* _The problem_
Render the part of the rows below that opens with the line containing "What is the bounding box of the white facade?" and closes with the line containing "[30,108,48,127]", both lines included, as a numbered list with blank lines left out.

==== Input

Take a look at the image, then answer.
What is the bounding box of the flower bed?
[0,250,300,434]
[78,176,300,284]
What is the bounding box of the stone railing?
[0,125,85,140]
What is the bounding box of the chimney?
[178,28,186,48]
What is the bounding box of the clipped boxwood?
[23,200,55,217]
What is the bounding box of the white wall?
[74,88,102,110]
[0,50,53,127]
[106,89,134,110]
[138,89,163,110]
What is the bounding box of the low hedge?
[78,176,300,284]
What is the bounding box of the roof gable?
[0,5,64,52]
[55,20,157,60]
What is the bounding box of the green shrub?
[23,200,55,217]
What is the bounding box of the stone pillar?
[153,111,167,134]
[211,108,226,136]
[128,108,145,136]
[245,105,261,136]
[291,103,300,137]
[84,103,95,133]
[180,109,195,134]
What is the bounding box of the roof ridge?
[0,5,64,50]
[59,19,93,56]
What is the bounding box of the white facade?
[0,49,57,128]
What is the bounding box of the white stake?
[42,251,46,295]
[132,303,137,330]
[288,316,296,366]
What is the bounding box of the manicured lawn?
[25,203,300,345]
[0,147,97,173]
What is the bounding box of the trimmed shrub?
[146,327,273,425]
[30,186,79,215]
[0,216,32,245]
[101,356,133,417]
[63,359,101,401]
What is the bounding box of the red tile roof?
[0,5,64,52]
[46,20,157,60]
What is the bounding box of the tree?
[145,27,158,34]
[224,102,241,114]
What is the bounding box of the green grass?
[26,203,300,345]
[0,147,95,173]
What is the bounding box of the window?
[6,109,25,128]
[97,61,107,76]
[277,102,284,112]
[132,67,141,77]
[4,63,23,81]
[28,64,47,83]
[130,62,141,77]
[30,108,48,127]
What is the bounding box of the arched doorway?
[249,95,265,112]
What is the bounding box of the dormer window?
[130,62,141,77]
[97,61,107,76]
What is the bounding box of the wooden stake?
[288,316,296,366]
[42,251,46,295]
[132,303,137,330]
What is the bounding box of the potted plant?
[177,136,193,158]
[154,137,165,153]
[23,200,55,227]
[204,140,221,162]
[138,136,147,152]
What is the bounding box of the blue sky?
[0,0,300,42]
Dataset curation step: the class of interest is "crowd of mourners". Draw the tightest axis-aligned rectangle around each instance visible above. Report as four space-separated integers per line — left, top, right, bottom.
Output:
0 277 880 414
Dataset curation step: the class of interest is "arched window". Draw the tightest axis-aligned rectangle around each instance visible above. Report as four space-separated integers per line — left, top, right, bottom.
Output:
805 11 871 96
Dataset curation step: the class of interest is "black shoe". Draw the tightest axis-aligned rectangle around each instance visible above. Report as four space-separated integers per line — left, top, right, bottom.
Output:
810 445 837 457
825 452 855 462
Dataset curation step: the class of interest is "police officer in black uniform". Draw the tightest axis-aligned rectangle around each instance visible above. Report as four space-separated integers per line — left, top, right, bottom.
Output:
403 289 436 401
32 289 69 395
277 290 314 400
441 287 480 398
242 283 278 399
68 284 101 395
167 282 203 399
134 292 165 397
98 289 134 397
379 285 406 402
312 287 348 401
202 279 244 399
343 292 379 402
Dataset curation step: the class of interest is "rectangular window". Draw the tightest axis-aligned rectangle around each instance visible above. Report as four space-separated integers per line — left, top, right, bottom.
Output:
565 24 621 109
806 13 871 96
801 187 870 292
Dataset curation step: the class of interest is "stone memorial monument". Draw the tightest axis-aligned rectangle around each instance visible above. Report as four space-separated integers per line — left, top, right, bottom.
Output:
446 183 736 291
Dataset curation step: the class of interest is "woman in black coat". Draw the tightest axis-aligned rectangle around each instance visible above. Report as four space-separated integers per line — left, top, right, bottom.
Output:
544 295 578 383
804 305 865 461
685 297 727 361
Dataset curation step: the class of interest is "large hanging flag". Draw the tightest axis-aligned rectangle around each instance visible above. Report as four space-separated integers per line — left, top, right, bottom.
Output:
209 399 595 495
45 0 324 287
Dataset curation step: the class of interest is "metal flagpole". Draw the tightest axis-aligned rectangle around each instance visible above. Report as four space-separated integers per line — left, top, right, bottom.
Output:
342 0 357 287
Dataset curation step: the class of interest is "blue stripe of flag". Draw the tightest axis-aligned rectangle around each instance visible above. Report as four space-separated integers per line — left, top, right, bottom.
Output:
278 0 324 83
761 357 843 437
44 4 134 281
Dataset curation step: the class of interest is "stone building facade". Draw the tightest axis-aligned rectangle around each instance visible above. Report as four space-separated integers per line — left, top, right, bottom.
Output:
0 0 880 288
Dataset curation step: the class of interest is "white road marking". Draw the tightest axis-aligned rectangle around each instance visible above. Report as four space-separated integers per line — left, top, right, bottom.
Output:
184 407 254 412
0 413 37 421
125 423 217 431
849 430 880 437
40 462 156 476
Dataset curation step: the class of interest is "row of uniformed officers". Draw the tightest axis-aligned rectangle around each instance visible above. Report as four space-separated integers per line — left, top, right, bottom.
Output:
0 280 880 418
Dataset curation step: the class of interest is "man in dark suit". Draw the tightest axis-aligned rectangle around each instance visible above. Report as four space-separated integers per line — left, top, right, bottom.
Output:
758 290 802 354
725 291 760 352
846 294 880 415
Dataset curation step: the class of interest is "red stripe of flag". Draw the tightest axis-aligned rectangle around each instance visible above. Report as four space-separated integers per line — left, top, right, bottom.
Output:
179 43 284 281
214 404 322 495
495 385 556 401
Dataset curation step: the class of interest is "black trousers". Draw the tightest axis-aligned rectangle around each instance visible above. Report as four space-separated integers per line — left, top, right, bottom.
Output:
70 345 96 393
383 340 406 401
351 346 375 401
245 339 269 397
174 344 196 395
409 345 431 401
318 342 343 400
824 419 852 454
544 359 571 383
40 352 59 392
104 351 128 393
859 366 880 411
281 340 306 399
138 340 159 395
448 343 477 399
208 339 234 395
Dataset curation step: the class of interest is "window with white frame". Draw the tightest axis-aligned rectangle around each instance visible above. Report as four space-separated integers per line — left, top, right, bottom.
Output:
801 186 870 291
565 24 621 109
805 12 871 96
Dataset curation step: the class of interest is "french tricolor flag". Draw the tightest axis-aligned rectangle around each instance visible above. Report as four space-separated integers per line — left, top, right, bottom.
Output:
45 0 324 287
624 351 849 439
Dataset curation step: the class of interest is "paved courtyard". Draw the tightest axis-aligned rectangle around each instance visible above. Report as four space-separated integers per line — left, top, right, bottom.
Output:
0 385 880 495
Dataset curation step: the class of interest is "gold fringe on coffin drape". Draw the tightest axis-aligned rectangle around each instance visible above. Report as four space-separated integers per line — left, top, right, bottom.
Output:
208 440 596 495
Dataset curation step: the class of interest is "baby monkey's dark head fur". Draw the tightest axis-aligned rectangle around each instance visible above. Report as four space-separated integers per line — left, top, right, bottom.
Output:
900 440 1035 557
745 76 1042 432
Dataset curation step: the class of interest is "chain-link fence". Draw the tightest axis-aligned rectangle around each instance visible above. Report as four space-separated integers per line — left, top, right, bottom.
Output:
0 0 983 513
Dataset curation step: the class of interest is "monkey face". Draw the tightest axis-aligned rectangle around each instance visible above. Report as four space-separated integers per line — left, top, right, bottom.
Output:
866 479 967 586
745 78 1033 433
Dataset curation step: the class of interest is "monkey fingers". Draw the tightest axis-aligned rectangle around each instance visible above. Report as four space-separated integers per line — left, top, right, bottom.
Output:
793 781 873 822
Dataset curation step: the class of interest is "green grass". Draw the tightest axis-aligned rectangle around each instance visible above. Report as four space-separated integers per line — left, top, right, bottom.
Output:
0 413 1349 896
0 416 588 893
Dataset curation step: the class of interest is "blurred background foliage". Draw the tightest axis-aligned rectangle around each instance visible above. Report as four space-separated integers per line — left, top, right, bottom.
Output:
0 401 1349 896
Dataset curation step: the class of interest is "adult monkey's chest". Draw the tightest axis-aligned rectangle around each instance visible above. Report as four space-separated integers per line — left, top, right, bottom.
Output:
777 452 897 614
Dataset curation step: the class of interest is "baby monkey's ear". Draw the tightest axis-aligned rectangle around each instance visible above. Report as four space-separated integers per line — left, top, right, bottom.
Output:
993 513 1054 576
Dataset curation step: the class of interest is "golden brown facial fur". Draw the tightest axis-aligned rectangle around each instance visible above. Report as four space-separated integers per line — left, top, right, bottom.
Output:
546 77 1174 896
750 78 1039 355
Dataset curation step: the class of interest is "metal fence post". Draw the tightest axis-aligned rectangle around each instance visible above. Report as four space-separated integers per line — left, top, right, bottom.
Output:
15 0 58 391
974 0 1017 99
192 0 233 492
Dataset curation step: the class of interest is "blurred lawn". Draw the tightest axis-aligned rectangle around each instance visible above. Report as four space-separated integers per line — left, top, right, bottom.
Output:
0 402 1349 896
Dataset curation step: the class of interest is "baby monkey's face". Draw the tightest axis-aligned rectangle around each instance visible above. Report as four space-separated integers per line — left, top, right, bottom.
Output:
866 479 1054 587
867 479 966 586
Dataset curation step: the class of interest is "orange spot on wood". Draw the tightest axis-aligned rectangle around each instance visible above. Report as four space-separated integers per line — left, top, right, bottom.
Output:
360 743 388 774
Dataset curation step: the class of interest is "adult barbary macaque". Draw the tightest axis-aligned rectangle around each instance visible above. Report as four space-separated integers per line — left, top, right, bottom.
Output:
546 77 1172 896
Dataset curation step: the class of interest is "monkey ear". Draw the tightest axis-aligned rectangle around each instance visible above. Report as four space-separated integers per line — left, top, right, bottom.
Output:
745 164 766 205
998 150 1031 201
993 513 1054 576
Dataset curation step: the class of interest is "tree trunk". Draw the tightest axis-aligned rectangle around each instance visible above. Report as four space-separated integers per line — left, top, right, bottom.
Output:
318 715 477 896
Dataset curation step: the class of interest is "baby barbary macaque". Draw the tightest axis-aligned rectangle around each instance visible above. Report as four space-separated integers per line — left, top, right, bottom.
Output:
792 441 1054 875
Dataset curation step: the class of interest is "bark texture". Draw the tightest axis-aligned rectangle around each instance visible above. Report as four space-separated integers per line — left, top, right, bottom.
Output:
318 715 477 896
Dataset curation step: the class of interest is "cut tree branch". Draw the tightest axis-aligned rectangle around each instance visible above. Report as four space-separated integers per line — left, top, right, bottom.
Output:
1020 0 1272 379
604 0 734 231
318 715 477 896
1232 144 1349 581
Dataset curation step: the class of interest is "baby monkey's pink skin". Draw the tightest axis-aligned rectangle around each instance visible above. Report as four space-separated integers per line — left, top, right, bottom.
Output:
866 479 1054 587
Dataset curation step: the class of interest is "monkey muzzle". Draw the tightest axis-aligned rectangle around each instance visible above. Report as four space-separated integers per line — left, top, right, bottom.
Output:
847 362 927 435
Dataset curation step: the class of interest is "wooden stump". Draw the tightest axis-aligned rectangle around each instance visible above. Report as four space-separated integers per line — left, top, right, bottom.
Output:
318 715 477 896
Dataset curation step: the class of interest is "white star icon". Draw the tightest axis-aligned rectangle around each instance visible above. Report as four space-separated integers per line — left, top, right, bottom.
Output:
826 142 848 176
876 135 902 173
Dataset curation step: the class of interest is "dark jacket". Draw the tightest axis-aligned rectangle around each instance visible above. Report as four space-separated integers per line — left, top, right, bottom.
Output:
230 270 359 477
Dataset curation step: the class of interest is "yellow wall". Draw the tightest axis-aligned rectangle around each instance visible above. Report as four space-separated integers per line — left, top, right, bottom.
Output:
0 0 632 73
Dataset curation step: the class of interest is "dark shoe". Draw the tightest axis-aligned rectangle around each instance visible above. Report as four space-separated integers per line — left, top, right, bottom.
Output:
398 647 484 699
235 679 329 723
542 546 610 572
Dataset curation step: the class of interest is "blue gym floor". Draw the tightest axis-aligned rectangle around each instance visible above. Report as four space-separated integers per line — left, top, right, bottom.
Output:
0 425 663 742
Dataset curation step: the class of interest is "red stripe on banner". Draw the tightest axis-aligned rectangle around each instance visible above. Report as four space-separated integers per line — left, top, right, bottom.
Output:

========

* _Reply to the exercise_
1. What is the bounding box of the white facade?
2. [0,49,57,128]
3. What is the bounding box of the white stake?
4. [42,251,46,295]
5. [132,303,137,330]
6. [288,316,296,366]
7. What is the bounding box of the manicured lawn?
8. [25,203,300,345]
9. [0,147,97,173]
10. What is the bounding box of the trimmed shrub?
11. [146,327,273,425]
12. [30,186,79,215]
13. [0,216,32,245]
14. [101,356,133,417]
15. [63,359,101,401]
16. What is the bounding box of the red tile roof?
17. [0,5,64,52]
18. [46,20,157,60]
19. What is the bounding box of the tree?
20. [145,27,158,34]
21. [224,102,241,114]
22. What is the bounding box of the green grass?
23. [26,203,300,345]
24. [0,147,95,173]
25. What is the bounding box of the window?
26. [6,109,25,128]
27. [97,61,107,76]
28. [277,102,284,112]
29. [132,67,141,77]
30. [4,63,23,81]
31. [28,64,47,83]
32. [130,62,141,77]
33. [30,108,48,127]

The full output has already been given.